**What this task involves:**
Among the lines below, keep only those from the one containing "Target: black jacket" through the one containing "Target: gray bucket hat", and reproduce them exactly.

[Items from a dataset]
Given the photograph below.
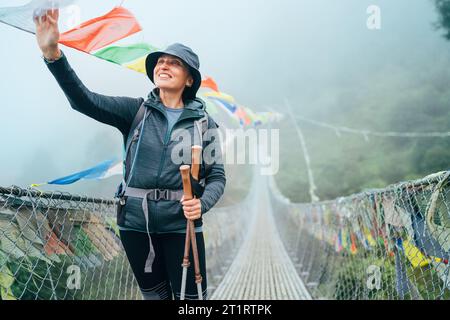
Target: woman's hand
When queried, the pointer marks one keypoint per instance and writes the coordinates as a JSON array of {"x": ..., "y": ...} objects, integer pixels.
[
  {"x": 47, "y": 34},
  {"x": 192, "y": 208}
]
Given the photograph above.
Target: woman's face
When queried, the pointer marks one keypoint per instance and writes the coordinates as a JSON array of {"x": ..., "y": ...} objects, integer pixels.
[{"x": 171, "y": 74}]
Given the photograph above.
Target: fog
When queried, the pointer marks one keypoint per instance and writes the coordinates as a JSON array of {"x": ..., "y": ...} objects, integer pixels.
[{"x": 318, "y": 54}]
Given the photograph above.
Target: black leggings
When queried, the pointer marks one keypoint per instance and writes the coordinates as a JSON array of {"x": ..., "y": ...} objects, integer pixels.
[{"x": 165, "y": 281}]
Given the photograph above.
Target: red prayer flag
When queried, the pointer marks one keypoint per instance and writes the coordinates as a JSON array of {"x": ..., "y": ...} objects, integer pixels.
[
  {"x": 210, "y": 83},
  {"x": 99, "y": 32}
]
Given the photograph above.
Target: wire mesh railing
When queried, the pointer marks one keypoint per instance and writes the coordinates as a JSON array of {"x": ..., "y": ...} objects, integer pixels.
[
  {"x": 391, "y": 243},
  {"x": 60, "y": 246}
]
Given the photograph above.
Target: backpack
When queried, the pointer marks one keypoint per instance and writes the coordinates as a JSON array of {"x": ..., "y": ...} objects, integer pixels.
[{"x": 137, "y": 127}]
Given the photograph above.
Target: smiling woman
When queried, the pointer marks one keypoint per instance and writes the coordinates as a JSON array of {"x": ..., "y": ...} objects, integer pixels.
[{"x": 152, "y": 213}]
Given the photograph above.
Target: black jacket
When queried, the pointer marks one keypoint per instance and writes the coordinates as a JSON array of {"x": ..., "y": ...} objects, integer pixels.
[{"x": 154, "y": 167}]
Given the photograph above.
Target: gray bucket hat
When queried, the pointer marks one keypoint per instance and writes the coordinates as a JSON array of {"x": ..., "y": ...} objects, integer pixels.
[{"x": 189, "y": 58}]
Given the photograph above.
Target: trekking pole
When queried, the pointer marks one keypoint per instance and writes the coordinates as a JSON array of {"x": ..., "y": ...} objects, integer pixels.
[
  {"x": 190, "y": 227},
  {"x": 195, "y": 168}
]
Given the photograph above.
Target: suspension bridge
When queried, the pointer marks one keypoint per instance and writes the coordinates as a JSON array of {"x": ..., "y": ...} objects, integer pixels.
[{"x": 390, "y": 243}]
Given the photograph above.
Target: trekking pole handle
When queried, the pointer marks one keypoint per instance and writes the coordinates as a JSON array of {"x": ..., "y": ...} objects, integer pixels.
[
  {"x": 187, "y": 188},
  {"x": 196, "y": 161}
]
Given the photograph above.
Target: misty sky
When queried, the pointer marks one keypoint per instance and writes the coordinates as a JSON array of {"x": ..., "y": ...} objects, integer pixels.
[{"x": 258, "y": 51}]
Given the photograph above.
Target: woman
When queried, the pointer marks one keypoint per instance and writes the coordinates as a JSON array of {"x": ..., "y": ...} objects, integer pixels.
[{"x": 152, "y": 220}]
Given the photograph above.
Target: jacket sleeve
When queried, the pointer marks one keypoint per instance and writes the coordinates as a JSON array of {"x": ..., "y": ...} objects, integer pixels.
[
  {"x": 215, "y": 179},
  {"x": 118, "y": 112}
]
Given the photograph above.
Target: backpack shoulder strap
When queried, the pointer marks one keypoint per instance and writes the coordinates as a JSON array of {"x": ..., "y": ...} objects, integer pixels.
[
  {"x": 138, "y": 117},
  {"x": 201, "y": 126},
  {"x": 134, "y": 131}
]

**Answer:**
Target: black jacket
When queried, the pointer marks one keypoint per instance and writes the coordinates as a JSON array of {"x": ..., "y": ...} objects, integer pixels.
[{"x": 154, "y": 167}]
Given the photograph above.
Target: gray bucket hat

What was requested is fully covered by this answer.